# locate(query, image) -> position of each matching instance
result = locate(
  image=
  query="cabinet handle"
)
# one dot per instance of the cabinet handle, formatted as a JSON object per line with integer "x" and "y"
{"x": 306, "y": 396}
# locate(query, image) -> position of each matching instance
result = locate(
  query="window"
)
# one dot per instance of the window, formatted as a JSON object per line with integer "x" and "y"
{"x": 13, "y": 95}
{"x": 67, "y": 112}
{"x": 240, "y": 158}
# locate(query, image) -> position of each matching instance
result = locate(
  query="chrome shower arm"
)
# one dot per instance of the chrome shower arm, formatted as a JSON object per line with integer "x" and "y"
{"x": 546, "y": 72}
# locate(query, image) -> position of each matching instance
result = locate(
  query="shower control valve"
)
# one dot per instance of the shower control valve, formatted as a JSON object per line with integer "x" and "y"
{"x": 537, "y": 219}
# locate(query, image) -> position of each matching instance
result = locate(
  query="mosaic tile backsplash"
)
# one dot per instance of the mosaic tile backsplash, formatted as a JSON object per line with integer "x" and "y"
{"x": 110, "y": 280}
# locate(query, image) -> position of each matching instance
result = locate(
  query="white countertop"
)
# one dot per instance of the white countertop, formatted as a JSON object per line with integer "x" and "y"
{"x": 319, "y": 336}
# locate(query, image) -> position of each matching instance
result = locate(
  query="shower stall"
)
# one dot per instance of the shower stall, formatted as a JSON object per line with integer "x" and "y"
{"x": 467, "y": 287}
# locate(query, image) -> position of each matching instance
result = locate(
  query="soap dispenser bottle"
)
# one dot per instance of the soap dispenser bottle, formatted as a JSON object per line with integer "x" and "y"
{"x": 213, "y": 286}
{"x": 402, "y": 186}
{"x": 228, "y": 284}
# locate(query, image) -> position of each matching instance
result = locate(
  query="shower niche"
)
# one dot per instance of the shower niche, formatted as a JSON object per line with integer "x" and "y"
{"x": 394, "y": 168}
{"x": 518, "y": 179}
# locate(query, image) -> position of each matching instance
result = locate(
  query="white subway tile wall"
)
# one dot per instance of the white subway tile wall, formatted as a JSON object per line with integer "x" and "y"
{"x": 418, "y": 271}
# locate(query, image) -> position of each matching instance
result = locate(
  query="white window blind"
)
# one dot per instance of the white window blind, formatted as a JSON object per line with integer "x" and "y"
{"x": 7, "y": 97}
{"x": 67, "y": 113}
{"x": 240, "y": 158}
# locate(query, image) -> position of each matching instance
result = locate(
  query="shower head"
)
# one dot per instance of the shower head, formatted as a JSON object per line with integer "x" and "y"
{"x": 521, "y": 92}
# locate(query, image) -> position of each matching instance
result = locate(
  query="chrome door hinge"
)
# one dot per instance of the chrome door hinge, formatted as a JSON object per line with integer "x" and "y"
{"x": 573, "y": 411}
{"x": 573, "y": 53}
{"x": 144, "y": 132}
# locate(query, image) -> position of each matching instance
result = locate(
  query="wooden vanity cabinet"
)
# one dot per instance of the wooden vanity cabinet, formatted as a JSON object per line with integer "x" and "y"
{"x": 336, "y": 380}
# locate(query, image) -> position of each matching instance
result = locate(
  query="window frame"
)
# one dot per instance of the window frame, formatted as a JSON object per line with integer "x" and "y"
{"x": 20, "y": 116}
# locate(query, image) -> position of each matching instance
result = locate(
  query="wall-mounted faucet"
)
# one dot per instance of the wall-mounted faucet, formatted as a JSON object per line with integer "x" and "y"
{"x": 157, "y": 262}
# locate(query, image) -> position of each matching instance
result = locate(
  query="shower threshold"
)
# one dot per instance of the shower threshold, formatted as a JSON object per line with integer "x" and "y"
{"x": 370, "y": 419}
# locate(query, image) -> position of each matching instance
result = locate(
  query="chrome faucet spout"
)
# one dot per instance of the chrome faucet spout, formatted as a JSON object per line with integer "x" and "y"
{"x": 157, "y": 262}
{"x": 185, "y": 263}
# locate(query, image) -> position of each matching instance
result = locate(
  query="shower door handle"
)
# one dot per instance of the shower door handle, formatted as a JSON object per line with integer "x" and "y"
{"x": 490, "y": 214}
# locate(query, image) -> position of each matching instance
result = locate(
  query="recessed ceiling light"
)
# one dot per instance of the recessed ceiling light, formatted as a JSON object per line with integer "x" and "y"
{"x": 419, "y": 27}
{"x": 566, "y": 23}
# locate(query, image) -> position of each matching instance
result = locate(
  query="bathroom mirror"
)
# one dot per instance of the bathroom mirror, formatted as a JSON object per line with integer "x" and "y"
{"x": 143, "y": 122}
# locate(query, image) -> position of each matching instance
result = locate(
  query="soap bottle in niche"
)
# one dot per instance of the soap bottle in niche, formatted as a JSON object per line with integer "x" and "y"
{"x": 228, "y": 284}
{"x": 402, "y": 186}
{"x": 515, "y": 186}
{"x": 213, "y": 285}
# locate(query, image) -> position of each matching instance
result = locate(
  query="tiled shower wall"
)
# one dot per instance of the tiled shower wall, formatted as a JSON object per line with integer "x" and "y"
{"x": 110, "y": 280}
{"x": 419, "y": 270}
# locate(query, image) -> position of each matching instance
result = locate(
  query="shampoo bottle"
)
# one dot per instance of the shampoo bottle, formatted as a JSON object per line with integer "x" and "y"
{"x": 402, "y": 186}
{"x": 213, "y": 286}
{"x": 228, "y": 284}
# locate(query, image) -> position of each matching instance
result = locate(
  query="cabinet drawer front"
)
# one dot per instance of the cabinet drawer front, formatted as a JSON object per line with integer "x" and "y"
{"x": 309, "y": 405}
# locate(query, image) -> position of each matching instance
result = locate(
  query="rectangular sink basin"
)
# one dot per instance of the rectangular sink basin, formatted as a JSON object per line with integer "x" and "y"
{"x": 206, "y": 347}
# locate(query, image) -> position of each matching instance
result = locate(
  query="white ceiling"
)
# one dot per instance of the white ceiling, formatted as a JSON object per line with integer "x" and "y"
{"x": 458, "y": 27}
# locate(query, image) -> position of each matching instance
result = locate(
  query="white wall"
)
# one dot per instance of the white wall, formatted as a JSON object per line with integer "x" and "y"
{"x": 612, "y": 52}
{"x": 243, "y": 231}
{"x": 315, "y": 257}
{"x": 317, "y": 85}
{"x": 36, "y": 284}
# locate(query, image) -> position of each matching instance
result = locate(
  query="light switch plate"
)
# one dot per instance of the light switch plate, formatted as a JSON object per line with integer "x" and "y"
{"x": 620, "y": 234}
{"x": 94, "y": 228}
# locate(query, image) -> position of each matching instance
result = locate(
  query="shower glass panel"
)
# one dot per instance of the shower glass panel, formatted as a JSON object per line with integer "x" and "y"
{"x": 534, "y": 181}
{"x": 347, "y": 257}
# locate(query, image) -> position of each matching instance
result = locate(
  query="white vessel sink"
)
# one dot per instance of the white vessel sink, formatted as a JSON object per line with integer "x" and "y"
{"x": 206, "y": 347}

* _What to work on_: Extract the entries above verbatim.

* _Solution for this problem_:
# locate(query, image) -> position of each matching instance
result = locate(
  image=
  query="cabinet handle"
)
# one dot per instance of the cabinet handle, formatted as a JSON object per line with integer "x" and "y"
{"x": 306, "y": 396}
# locate(query, image) -> position of each matching instance
result = locate(
  query="window"
)
# one dot per instance of the window, formatted as a JSON object per line with integer "x" and "y"
{"x": 13, "y": 95}
{"x": 67, "y": 112}
{"x": 240, "y": 158}
# locate(query, image) -> position of each matching instance
result = locate(
  query="chrome shower arm"
)
# one dot per instance of the chrome shower arm, formatted as a JSON object per line with integer "x" and "y"
{"x": 546, "y": 72}
# locate(query, image) -> position of each matching instance
result = locate(
  query="shower control valve"
)
# one dot per instance of the shower control valve, formatted as a JSON object per line with integer "x" and "y"
{"x": 537, "y": 219}
# locate(query, image) -> position of each matching instance
result = locate(
  query="mosaic tile backsplash"
)
# one dot per instance of the mosaic tile backsplash, formatted as a JSON object per line with integer "x" and "y"
{"x": 110, "y": 280}
# locate(query, image) -> position of each matching instance
result = locate(
  query="white countertop"
)
# one dot per instance of the white countertop, formatted as a JSON object per line with integer "x" and "y"
{"x": 319, "y": 336}
# locate(query, image) -> position of each matching instance
result = locate(
  query="shower stall"
)
# one dot per instance of the shower stall, formatted as a JSON object per line with integer "x" and "y"
{"x": 467, "y": 287}
# locate(query, image) -> position of each matching instance
result = locate(
  query="soap dispenser bottle"
)
# one dot per instance of the soap dispenser bottle, formatted as a JSON object per line with integer "x" and "y"
{"x": 213, "y": 286}
{"x": 402, "y": 186}
{"x": 228, "y": 284}
# locate(query, image) -> position of each matching instance
result = locate(
  query="shower niche"
)
# one dot per instance of the shower niche, formatted as a JSON object per line with integer "x" and "y"
{"x": 394, "y": 168}
{"x": 518, "y": 179}
# locate(query, image) -> position of each matching instance
result = locate(
  query="white subway tile wall"
)
# one dot per instance of the white subway tile wall, formatted as a JSON object per line with integer "x" and "y"
{"x": 418, "y": 271}
# locate(query, image) -> position of each matching instance
result = locate(
  query="white window blind"
)
# one dot per instance of the white window blind, formatted as a JSON object per line with integer "x" and "y"
{"x": 7, "y": 97}
{"x": 67, "y": 113}
{"x": 240, "y": 158}
# locate(query, image) -> position of each matching instance
result = locate(
  query="shower head"
)
# one dot per instance of the shower head, formatted as a JSON object per line with integer "x" and "y"
{"x": 521, "y": 92}
# locate(query, image) -> position of each matching instance
result = locate(
  query="chrome door hinge"
)
# one dot per instance of the chrome door hinge, formatted as a JSON object per line with integer "x" and "y"
{"x": 573, "y": 411}
{"x": 573, "y": 53}
{"x": 144, "y": 132}
# locate(query, image) -> position of each matching instance
result = locate(
  query="wooden vanity cabinet"
)
# one dot per instance of the wooden vanity cabinet, formatted as a JSON object per line with integer "x" and "y"
{"x": 336, "y": 380}
# locate(query, image) -> position of each matching instance
result = locate(
  query="window frame"
)
# one dot per instance of the window frame, formatted as a JSON object per line with integer "x" and "y"
{"x": 20, "y": 116}
# locate(query, image) -> position of each matching instance
result = locate(
  query="wall-mounted faucet"
)
# one dot per instance of the wall-mounted faucet, formatted as a JSON object per line with integer "x" and "y"
{"x": 157, "y": 262}
# locate(query, image) -> position of each matching instance
result = locate(
  query="shower threshold"
)
# one dot per instance of the shower threshold, formatted as a JSON object per line with integer "x" and "y"
{"x": 370, "y": 419}
# locate(query, image) -> position of each matching instance
result = locate(
  query="chrome faucet spout"
)
# one dot per instance of the chrome faucet spout, formatted as a JSON object per line with integer "x" and "y"
{"x": 157, "y": 262}
{"x": 185, "y": 263}
# locate(query, image) -> position of each matching instance
result = locate(
  query="shower door handle"
)
# one dot per instance of the shower door handle, formatted as a JSON object per line with integer "x" and "y"
{"x": 490, "y": 214}
# locate(query, image) -> position of each matching instance
result = locate(
  query="recessed ceiling light"
)
# one dot per instance of the recessed ceiling light, formatted as a JSON object per line with integer "x" and "y"
{"x": 419, "y": 27}
{"x": 566, "y": 23}
# locate(query, image) -> position of each matching instance
result = locate(
  query="bathroom mirror"
)
# one dot per instance of the bathroom mirror, formatted as a JSON object per line with integer "x" and "y"
{"x": 143, "y": 122}
# locate(query, image) -> position of each matching instance
result = locate(
  query="soap bottle in niche"
)
# one dot per instance of the soap bottle in niche, formatted as a JSON object per line with integer "x" and "y"
{"x": 228, "y": 284}
{"x": 402, "y": 186}
{"x": 515, "y": 186}
{"x": 213, "y": 285}
# locate(query, image) -> position of each matching instance
result = locate(
  query="tiled shower wall"
)
# one dot per instance of the tiled shower wall, formatted as a JSON object per line with integer "x" and "y"
{"x": 110, "y": 280}
{"x": 419, "y": 270}
# locate(query, image) -> position of each matching instance
result = locate(
  query="shampoo bottle"
)
# one dot per instance of the shampoo bottle, formatted as a JSON object per line with integer "x" and "y"
{"x": 402, "y": 186}
{"x": 213, "y": 286}
{"x": 228, "y": 284}
# locate(query, image) -> position of each matching instance
result = locate(
  query="cabinet drawer front"
)
# one dot per instance of the cabinet drawer front, formatted as a JSON object per line with integer "x" and "y"
{"x": 309, "y": 405}
# locate(query, image) -> position of each matching instance
result = locate(
  query="rectangular sink basin"
)
# one dot per instance of the rectangular sink basin, formatted as a JSON object per line with integer "x" and "y"
{"x": 206, "y": 347}
# locate(query, image) -> position of each matching instance
result = locate(
  query="white ceiling"
)
# one dot per instance of the white ceiling, formatted as a JSON object per line with integer "x" and "y"
{"x": 458, "y": 27}
# locate(query, image) -> position of each matching instance
result = locate(
  query="white wall"
)
# one dot per instance of the white wall, formatted as a JSON object per line with integer "x" and "y"
{"x": 612, "y": 52}
{"x": 243, "y": 231}
{"x": 315, "y": 257}
{"x": 317, "y": 85}
{"x": 36, "y": 284}
# locate(query, image) -> position of each matching instance
result = locate(
  query="light switch plate"
)
# one dot per instance of the light switch plate, formatted as a JSON object per line with integer "x" and "y"
{"x": 620, "y": 234}
{"x": 94, "y": 228}
# locate(query, image) -> position of each matching instance
result = locate(
  query="shower glass panel"
)
# one dot per instance of the shower glass panel, formatted as a JSON object per line with integer "x" and "y"
{"x": 534, "y": 181}
{"x": 347, "y": 257}
# locate(query, image) -> position of each matching instance
result = locate(
  query="white vessel sink"
)
# one dot per instance of the white vessel sink, formatted as a JSON object per line with integer "x" and "y"
{"x": 206, "y": 347}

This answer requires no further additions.